Stated problem -
Rewrite the section of the article on Biden's court reform proposals that begins at "Biden’s proposal is" and stops after "they might falter.", switching "cautious" to "careful".

Extract provided -
(begin)

How Biden’s Court Reform Proposals Could Work—if the Court Would Let Them

President Joe Biden announced a series of proposals to check and reform the Supreme Court on Monday. The package represents a major policy shift for Biden, who has long been against Supreme Court reform. Vice President Kamala Harris, the now-presumptive Democratic nominee for president, quickly embraced and endorsed Biden’s proposals.

Biden is pushing for three reforms, which he laid out in an op-ed in The Washington Post: term-limits, an enforceable code of ethics, and a constitutional amendment to do away with the presidential immunity the Supreme Court recently invented to keep Donald Trump out of jail.

Biden explained his decision to put these proposals forward this way: “What is happening now [with the Supreme Court] is not normal, and it undermines the public’s confidence in the court’s decisions, including those impacting personal freedoms. We now stand in a breach.”

These words were actually an understatement.

We are living through a truly unprecedented stretch of Supreme Court extremism. Since 2016, when Mitch McConnell made his first move to stack the court—blocking Barack Obama’s nominee to replace Antonin Scalia—the court has been thoroughly remade. The three Trump-appointed justices (Neil Gorsuch, alleged attempted rapist Brett Kavanaugh, and Amy Coney Barrett) have aligned with the three previous Republican appointees (Chief Justice John Roberts, and justices Clarence Thomas and Samuel Alito) to diminish the rights of all citizens except for Donald Trump and Christians who hate gay people. The Trump Supreme Court became the first one in history to take away a constitutional right when it overturned Roe v. Wade, and has also gutted voting rights, criminalized homelessness, and rubber-stamped a Muslim ban. It has overturned affirmative action, environmental regulations, labor rights, and gun regulations. And it has regularly thrown out decades of established legal precedent to do so.

Biden’s proposal is the first attempt by the leadership of the Democratic Party to address any of this. It’s the first attempt to check, in any way, the power, might, and corruption of the extremist conservative supermajority. For eight years, McConnell, Trump, and their justices have been running roughshod over the very idea of American democracy for eight years, but until yesterday, elected Democrats seemed determined not to do anything to stop them.

So, the proposal is significant—an important first step. But it is just a first step, and cautious, measured one at that. To understand, we have to dive in and see how these reforms could actually work—and where they might falter.

(end)

Extracted entries -
(begin)

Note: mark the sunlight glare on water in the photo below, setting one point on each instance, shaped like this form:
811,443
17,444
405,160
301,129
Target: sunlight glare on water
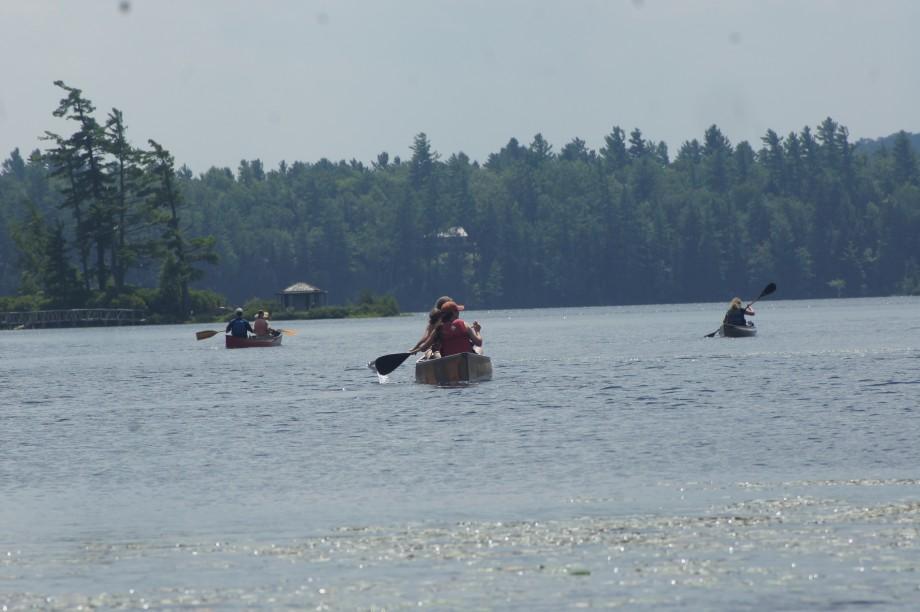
617,458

(end)

Full response -
Biden’s proposal is the first attempt by the leadership of the Democratic Party to address any of this. It’s the first attempt to check, in any way, the power, might, and corruption of the extremist conservative supermajority. For eight years, McConnell, Trump, and their justices have been running roughshod over the very idea of American democracy for eight years, but until yesterday, elected Democrats seemed determined not to do anything to stop them.

So, the proposal is significant—an important first step. But it is just a first step, and careful, measured one at that. To understand, we have to dive in and see how these reforms could actually work—and where they might falter.